## STATED TASK
Find each line in the data below that contains the word "shirt" and copy those lines out in full.

## GIVEN DATA
- - - - - - -

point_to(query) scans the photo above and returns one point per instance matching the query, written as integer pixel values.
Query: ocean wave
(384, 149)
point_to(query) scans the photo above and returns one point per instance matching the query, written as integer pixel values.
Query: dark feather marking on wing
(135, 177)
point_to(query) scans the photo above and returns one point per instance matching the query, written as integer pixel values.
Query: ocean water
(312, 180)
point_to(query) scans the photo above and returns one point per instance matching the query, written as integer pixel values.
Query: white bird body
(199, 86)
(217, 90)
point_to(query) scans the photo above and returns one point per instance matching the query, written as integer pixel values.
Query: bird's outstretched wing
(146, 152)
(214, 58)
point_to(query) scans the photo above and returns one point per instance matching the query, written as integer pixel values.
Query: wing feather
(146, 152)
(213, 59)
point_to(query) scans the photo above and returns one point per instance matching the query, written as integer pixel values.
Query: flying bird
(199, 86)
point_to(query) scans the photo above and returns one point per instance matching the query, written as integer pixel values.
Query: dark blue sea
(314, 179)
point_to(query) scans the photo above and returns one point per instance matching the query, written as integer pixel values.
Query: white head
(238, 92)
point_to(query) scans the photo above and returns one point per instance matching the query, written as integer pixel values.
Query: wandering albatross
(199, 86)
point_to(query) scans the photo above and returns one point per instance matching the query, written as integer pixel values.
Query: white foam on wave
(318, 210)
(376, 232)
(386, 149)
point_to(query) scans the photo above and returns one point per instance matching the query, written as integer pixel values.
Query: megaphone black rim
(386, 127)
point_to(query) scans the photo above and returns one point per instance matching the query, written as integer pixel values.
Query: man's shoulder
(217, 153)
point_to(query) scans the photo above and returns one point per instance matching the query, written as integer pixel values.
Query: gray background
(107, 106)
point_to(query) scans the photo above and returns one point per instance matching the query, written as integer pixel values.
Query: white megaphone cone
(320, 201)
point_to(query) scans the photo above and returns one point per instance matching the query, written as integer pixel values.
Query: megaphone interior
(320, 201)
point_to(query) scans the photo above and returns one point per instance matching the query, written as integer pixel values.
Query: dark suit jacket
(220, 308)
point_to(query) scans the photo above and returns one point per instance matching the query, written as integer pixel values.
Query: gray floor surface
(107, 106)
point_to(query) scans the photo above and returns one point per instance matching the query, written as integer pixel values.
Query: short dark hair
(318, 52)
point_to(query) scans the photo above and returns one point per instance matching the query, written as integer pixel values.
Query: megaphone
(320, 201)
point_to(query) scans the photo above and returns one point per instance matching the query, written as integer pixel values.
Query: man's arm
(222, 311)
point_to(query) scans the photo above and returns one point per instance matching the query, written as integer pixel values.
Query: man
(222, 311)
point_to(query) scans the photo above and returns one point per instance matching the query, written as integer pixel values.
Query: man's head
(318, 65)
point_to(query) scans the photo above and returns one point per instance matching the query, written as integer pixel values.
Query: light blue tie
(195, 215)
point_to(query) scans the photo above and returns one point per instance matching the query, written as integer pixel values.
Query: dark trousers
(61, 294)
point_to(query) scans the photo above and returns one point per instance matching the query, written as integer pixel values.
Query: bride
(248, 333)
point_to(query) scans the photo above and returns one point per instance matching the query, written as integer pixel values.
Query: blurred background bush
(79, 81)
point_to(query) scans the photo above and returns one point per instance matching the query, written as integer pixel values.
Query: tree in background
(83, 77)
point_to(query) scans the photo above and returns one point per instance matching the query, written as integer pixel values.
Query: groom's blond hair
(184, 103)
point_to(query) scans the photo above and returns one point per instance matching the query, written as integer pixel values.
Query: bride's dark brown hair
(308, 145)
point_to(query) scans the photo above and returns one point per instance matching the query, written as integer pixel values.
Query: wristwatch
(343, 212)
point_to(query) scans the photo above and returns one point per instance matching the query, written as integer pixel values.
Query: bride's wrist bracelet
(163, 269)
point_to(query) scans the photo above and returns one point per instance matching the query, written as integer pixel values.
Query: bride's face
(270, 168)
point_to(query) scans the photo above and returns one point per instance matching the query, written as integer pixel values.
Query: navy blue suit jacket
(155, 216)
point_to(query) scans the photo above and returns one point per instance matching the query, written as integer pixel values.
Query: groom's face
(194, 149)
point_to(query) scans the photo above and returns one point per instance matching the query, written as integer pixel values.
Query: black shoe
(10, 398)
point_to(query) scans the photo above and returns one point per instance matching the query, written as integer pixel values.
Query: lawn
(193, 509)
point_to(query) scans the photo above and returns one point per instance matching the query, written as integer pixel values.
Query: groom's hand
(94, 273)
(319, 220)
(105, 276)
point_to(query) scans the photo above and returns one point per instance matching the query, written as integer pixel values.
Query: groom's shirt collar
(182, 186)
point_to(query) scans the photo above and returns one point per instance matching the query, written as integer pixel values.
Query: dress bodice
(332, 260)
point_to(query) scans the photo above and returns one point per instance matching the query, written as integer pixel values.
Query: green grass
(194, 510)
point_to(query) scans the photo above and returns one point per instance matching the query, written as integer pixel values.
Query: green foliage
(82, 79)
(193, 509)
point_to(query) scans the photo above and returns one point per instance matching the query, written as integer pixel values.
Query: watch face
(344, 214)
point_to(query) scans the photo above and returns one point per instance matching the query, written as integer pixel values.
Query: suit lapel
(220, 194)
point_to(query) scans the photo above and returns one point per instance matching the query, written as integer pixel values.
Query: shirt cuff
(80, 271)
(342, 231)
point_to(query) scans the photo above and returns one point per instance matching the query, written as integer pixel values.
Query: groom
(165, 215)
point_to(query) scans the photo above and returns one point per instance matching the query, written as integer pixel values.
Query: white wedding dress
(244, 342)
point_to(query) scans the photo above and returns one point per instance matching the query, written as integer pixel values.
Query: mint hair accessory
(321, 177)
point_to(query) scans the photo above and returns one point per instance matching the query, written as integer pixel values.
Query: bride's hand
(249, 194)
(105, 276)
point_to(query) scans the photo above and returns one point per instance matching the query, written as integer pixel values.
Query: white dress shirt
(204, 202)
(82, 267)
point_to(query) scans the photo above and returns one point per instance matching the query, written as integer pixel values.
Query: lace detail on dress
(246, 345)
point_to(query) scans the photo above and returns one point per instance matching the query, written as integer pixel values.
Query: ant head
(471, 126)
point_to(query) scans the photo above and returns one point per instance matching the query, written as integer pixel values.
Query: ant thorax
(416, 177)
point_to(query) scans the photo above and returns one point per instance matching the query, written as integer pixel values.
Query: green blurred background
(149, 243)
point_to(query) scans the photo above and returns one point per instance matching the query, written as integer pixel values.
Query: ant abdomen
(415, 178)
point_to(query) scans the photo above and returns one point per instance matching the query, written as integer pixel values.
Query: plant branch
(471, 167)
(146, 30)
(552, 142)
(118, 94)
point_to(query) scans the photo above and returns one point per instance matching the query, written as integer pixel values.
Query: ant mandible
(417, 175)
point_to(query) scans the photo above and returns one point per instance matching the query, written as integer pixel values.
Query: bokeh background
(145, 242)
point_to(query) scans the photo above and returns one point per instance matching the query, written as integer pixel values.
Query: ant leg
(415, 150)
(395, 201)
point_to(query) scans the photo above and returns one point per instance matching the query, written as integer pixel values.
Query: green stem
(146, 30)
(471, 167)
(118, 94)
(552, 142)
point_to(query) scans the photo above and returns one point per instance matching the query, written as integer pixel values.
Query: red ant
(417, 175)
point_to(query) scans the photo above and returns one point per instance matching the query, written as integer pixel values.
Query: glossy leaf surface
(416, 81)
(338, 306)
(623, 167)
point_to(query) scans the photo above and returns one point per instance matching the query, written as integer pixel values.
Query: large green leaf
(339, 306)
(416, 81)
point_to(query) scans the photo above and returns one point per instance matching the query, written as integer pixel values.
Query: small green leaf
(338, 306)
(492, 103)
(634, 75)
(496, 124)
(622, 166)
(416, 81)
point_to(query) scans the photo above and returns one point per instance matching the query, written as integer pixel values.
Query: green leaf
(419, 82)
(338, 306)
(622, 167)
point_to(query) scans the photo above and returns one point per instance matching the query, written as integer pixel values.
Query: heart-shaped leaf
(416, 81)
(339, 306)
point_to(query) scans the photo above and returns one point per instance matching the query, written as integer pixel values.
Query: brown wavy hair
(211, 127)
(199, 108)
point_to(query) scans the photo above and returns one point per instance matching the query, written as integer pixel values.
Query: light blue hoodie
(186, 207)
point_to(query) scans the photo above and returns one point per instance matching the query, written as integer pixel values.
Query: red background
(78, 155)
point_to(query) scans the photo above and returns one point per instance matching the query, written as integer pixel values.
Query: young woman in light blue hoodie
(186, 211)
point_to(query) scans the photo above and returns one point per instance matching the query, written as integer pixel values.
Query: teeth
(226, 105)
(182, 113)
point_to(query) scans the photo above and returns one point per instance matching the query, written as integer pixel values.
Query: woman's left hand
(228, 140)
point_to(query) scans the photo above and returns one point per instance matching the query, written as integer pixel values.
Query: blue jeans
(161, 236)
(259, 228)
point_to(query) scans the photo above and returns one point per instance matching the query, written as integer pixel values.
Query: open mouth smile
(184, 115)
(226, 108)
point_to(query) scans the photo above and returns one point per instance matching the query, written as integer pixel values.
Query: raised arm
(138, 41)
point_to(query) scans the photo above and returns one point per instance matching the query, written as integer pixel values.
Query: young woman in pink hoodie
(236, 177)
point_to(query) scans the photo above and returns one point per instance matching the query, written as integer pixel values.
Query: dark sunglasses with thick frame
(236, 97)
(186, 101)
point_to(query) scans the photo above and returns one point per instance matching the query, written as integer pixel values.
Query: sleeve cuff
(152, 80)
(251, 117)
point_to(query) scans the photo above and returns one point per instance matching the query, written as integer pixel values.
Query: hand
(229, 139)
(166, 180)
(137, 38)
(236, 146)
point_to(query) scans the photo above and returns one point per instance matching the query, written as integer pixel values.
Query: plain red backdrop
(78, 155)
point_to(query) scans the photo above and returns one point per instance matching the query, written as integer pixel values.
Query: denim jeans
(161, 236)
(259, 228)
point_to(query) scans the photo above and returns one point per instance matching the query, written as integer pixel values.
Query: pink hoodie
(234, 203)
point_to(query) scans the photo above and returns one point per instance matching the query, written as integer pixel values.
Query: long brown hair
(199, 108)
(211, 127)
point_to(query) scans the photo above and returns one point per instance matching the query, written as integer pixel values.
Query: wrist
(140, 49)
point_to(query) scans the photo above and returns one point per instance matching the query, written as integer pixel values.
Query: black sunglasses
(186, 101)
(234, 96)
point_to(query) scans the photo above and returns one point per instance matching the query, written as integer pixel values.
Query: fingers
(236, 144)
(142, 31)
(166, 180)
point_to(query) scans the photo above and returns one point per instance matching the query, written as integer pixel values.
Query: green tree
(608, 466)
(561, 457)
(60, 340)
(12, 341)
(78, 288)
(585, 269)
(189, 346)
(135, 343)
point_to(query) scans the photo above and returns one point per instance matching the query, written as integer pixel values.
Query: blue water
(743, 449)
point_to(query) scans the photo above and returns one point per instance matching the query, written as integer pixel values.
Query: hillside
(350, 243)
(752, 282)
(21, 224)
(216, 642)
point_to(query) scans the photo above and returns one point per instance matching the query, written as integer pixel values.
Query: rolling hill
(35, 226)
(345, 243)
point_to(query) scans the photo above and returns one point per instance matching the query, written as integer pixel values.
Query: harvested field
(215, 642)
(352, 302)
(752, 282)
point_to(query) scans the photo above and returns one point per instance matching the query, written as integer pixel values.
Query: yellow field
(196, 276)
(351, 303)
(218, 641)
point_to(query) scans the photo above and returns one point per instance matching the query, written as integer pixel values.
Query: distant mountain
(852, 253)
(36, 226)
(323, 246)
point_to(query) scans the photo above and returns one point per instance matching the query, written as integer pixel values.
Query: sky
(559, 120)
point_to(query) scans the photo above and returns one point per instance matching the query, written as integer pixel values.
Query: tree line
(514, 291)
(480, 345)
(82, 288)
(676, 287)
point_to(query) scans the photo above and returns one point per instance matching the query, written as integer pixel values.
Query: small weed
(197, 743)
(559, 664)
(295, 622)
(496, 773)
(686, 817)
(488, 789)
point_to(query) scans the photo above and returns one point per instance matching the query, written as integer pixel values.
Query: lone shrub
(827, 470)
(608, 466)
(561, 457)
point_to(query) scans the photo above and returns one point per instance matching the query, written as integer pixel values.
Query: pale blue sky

- - - - - - -

## SOLUTION FOR THIS TASK
Query: groom's shirt collar
Query: shirt cuff
Query: white dress shirt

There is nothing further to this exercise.